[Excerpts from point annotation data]
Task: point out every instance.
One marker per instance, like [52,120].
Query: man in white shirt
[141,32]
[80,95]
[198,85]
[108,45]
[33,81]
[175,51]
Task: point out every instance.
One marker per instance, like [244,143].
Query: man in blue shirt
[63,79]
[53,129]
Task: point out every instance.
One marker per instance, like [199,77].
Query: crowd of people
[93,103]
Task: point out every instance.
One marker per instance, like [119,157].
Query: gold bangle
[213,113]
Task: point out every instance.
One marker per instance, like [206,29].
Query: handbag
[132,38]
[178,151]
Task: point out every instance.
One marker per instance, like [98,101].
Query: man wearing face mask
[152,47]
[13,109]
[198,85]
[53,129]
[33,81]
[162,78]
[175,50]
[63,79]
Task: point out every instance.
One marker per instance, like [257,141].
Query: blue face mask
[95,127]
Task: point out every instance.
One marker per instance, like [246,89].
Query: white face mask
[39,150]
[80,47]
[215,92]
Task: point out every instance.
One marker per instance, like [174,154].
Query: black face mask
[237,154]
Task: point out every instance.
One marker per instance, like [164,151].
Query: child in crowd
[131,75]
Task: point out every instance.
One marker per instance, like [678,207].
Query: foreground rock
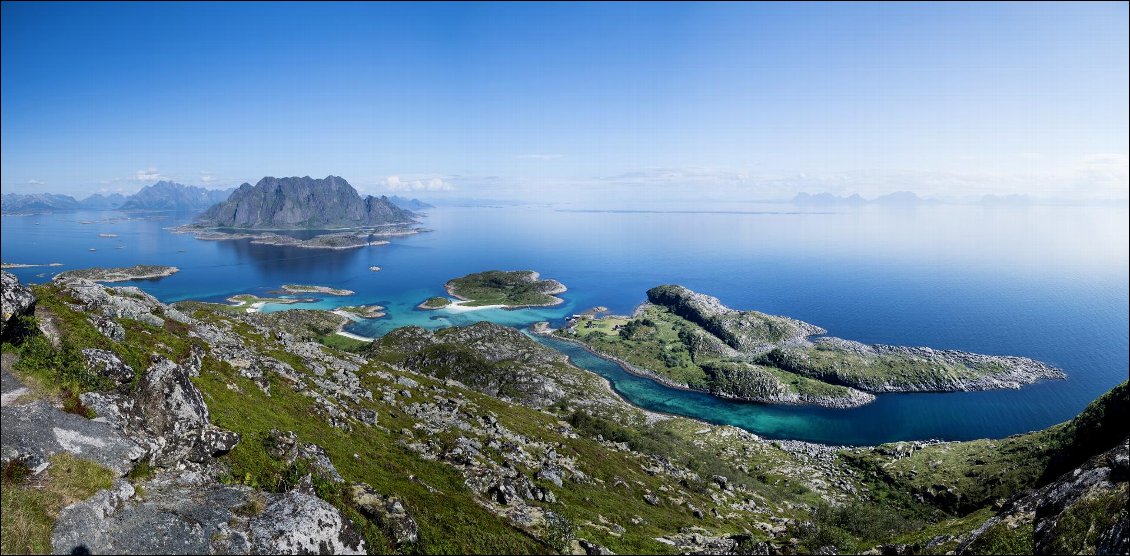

§ **What is being asked**
Collect every line of the records above that contains the word "white" and copy each of those lines in full.

§ **Problem solution**
Query: man in white shirt
Query: white face mask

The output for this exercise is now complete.